Selected excerpt —
-=-=-=-=-

Anyway, I suggest you to spend some time on the Compellent site (http://www.compellent.com) to look for some documentation and videos and learn a little bit more about the architecture ( http://www.compellent.com/Products/Architecture.aspx ) of the product, probably you will find some interesting readings about how the system works, this will widen your horizons.

Well, back to the theory.
Fabio wrote about the 3000 IOPS with 15*15K disk for the IO pattern you suggested, without any specific optimization, and I add that Compellent may do more with data placement optimization features (Fast Track). He never spoke about a 12K block size because it’s not important, we obtain similar results with 4,8,16K blocks.

The main difference between Compellent and others is the fully virtualized concept of the LUN thanks to block’s metadata: each LUN is dispersed in every disk of the system (SSD,FC,SAS,SATA) and with different RAID levels.

-=-=-=-=-

Extracted entries —
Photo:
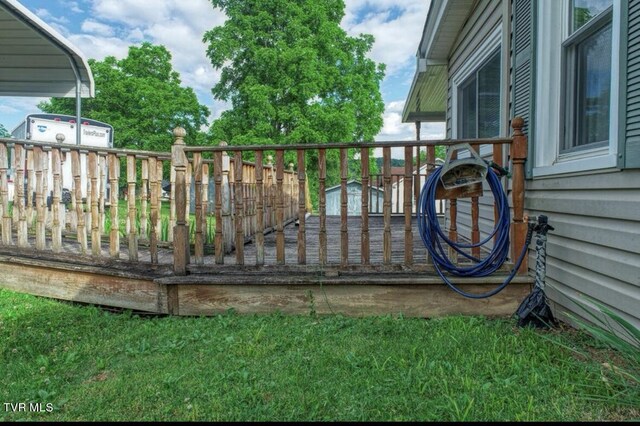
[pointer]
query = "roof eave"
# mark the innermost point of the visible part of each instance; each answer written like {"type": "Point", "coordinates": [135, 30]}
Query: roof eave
{"type": "Point", "coordinates": [78, 63]}
{"type": "Point", "coordinates": [426, 101]}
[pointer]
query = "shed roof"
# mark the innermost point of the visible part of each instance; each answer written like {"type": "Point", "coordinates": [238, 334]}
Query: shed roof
{"type": "Point", "coordinates": [352, 182]}
{"type": "Point", "coordinates": [35, 60]}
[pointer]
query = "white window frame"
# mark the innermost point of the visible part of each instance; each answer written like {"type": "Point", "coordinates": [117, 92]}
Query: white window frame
{"type": "Point", "coordinates": [471, 65]}
{"type": "Point", "coordinates": [553, 30]}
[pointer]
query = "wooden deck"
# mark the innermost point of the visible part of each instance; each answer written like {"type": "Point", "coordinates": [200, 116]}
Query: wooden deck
{"type": "Point", "coordinates": [67, 256]}
{"type": "Point", "coordinates": [210, 289]}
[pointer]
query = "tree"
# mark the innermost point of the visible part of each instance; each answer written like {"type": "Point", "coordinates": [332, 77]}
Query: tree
{"type": "Point", "coordinates": [141, 97]}
{"type": "Point", "coordinates": [292, 75]}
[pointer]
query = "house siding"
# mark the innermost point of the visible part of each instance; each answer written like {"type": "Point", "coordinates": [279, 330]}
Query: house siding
{"type": "Point", "coordinates": [594, 250]}
{"type": "Point", "coordinates": [595, 247]}
{"type": "Point", "coordinates": [482, 22]}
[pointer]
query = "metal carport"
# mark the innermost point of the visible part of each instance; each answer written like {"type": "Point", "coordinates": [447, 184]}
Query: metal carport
{"type": "Point", "coordinates": [35, 60]}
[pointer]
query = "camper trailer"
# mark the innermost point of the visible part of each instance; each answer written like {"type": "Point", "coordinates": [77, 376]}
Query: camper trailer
{"type": "Point", "coordinates": [45, 127]}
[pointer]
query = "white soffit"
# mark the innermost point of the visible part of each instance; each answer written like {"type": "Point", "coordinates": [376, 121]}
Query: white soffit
{"type": "Point", "coordinates": [427, 98]}
{"type": "Point", "coordinates": [35, 60]}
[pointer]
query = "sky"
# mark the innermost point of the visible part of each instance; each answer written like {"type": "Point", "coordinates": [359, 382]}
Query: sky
{"type": "Point", "coordinates": [101, 28]}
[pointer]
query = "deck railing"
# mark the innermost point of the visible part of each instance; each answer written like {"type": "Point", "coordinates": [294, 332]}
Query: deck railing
{"type": "Point", "coordinates": [249, 199]}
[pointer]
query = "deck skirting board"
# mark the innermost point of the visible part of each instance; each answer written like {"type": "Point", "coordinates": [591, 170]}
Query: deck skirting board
{"type": "Point", "coordinates": [412, 294]}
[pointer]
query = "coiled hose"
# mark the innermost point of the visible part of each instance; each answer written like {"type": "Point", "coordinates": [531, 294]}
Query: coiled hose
{"type": "Point", "coordinates": [437, 242]}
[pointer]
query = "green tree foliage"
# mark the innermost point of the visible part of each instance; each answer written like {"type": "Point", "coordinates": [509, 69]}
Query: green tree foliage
{"type": "Point", "coordinates": [293, 75]}
{"type": "Point", "coordinates": [141, 97]}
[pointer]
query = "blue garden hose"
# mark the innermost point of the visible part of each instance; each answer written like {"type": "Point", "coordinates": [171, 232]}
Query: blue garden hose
{"type": "Point", "coordinates": [433, 238]}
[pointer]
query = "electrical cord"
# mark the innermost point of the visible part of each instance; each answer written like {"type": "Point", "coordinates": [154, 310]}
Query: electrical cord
{"type": "Point", "coordinates": [437, 242]}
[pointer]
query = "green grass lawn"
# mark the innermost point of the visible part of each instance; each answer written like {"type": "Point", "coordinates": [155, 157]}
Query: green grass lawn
{"type": "Point", "coordinates": [93, 365]}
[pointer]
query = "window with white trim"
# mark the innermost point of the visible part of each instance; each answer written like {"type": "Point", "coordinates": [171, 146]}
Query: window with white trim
{"type": "Point", "coordinates": [577, 86]}
{"type": "Point", "coordinates": [479, 101]}
{"type": "Point", "coordinates": [477, 95]}
{"type": "Point", "coordinates": [588, 75]}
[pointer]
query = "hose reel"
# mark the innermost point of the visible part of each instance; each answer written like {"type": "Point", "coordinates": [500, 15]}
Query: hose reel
{"type": "Point", "coordinates": [464, 171]}
{"type": "Point", "coordinates": [455, 179]}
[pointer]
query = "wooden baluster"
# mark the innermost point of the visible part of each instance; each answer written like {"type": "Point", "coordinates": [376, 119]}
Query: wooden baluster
{"type": "Point", "coordinates": [199, 241]}
{"type": "Point", "coordinates": [246, 175]}
{"type": "Point", "coordinates": [159, 175]}
{"type": "Point", "coordinates": [322, 204]}
{"type": "Point", "coordinates": [302, 236]}
{"type": "Point", "coordinates": [217, 179]}
{"type": "Point", "coordinates": [416, 178]}
{"type": "Point", "coordinates": [475, 217]}
{"type": "Point", "coordinates": [7, 238]}
{"type": "Point", "coordinates": [269, 192]}
{"type": "Point", "coordinates": [45, 185]}
{"type": "Point", "coordinates": [38, 160]}
{"type": "Point", "coordinates": [95, 221]}
{"type": "Point", "coordinates": [386, 207]}
{"type": "Point", "coordinates": [102, 161]}
{"type": "Point", "coordinates": [397, 193]}
{"type": "Point", "coordinates": [205, 202]}
{"type": "Point", "coordinates": [131, 197]}
{"type": "Point", "coordinates": [344, 208]}
{"type": "Point", "coordinates": [181, 231]}
{"type": "Point", "coordinates": [259, 209]}
{"type": "Point", "coordinates": [77, 188]}
{"type": "Point", "coordinates": [19, 189]}
{"type": "Point", "coordinates": [431, 161]}
{"type": "Point", "coordinates": [56, 223]}
{"type": "Point", "coordinates": [228, 231]}
{"type": "Point", "coordinates": [365, 256]}
{"type": "Point", "coordinates": [408, 230]}
{"type": "Point", "coordinates": [453, 217]}
{"type": "Point", "coordinates": [172, 203]}
{"type": "Point", "coordinates": [239, 207]}
{"type": "Point", "coordinates": [31, 187]}
{"type": "Point", "coordinates": [144, 197]}
{"type": "Point", "coordinates": [154, 197]}
{"type": "Point", "coordinates": [377, 197]}
{"type": "Point", "coordinates": [188, 178]}
{"type": "Point", "coordinates": [498, 158]}
{"type": "Point", "coordinates": [293, 194]}
{"type": "Point", "coordinates": [519, 226]}
{"type": "Point", "coordinates": [280, 207]}
{"type": "Point", "coordinates": [114, 235]}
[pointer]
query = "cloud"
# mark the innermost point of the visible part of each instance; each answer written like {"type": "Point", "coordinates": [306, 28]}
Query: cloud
{"type": "Point", "coordinates": [71, 6]}
{"type": "Point", "coordinates": [395, 130]}
{"type": "Point", "coordinates": [396, 26]}
{"type": "Point", "coordinates": [99, 47]}
{"type": "Point", "coordinates": [93, 27]}
{"type": "Point", "coordinates": [111, 26]}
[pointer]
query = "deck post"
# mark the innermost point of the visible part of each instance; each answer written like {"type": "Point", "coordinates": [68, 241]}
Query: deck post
{"type": "Point", "coordinates": [199, 240]}
{"type": "Point", "coordinates": [56, 223]}
{"type": "Point", "coordinates": [132, 229]}
{"type": "Point", "coordinates": [227, 220]}
{"type": "Point", "coordinates": [302, 237]}
{"type": "Point", "coordinates": [519, 226]}
{"type": "Point", "coordinates": [4, 195]}
{"type": "Point", "coordinates": [114, 235]}
{"type": "Point", "coordinates": [181, 231]}
{"type": "Point", "coordinates": [38, 160]}
{"type": "Point", "coordinates": [19, 189]}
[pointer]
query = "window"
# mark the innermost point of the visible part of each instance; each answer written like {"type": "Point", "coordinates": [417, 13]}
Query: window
{"type": "Point", "coordinates": [479, 101]}
{"type": "Point", "coordinates": [588, 75]}
{"type": "Point", "coordinates": [577, 86]}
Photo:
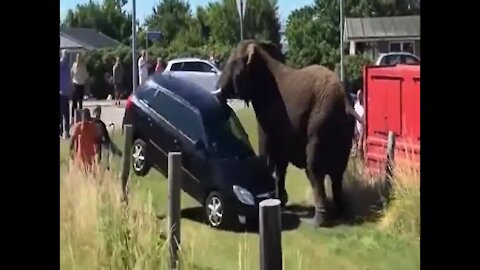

-=-=-=-=-

Short problem 1 — Retype part of the Compellent storage post word for word, beginning at the words "Anyway, I suggest" and stopping after "to the theory.".
Short problem 2 — Write what comes next in the Compellent storage post, picking up after its final sentence.

Expected output 1 —
Anyway, I suggest you to spend some time on the Compellent site (http://www.compellent.com) to look for some documentation and videos and learn a little bit more about the architecture ( http://www.compellent.com/Products/Architecture.aspx ) of the product, probably you will find some interesting readings about how the system works, this will widen your horizons.

Well, back to the theory.

Expected output 2 —
There is no staging area (I apologize if my simplifications were pushed to the limit) and all data movements (RAID level and tier) are done when the system’s load allows to.
All of this makes sense only if the system is properly configured.

ciao,
Enrico

He posted a comment some hours ago to your post.

BTW, I would like to add that Fabio hasn’t considered Fast Track in his comment, this data placement optimization feature can add a variable (some times slightly important) performance improvement to your disks.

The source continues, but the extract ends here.